_REQUIREMENT_
Gather every line of the material below in which the string "location" appears, and copy each such line in full. Treat the match as case-sensitive.

_SUPPLIED MATERIAL_
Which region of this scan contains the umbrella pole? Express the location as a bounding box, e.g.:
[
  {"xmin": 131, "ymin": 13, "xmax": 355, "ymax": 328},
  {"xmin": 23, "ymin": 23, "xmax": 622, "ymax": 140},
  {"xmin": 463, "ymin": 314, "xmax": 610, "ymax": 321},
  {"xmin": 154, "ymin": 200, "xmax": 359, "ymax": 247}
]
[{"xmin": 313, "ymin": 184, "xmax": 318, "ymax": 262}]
==
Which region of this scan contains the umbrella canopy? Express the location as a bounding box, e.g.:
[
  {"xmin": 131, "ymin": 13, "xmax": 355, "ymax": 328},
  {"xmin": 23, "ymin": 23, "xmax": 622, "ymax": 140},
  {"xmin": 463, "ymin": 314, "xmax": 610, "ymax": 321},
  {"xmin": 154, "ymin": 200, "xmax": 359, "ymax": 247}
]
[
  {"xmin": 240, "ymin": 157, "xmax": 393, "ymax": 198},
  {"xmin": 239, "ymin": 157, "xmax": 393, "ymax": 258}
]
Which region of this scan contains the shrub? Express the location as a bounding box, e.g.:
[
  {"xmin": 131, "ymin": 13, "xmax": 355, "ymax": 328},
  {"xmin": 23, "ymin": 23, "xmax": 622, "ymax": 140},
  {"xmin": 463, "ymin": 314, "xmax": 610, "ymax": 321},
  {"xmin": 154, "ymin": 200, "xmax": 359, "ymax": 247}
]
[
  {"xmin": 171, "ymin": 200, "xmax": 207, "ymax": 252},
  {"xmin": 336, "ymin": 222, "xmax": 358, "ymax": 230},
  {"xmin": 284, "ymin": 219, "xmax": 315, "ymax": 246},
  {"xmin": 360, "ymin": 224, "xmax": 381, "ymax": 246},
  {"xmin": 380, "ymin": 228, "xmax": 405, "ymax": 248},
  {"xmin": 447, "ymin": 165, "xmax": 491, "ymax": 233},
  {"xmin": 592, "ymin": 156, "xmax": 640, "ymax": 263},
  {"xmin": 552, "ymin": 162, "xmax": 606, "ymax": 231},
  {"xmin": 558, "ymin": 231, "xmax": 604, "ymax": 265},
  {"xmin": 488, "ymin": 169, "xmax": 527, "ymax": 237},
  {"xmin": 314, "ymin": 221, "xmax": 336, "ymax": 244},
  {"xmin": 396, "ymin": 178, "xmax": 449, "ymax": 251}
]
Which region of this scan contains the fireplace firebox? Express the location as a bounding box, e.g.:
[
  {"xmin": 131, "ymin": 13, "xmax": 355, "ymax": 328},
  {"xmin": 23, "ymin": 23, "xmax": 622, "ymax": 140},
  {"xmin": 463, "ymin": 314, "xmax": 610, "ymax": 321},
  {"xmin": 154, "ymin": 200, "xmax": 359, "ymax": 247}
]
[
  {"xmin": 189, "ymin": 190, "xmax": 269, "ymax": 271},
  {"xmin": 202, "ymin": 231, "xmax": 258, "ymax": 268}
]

_ANSWER TO THE PROBLEM_
Which region of this scan contains the umbrella pole? Express the location as a bounding box, e.g.:
Which region of this scan contains the umbrella canopy? Express the location as a bounding box, e.g.:
Which region of this scan contains the shrub? Express the location as a bounding box, e.g.:
Which region of this scan contains the fireplace firebox? Express the location as a bounding box, e.g.:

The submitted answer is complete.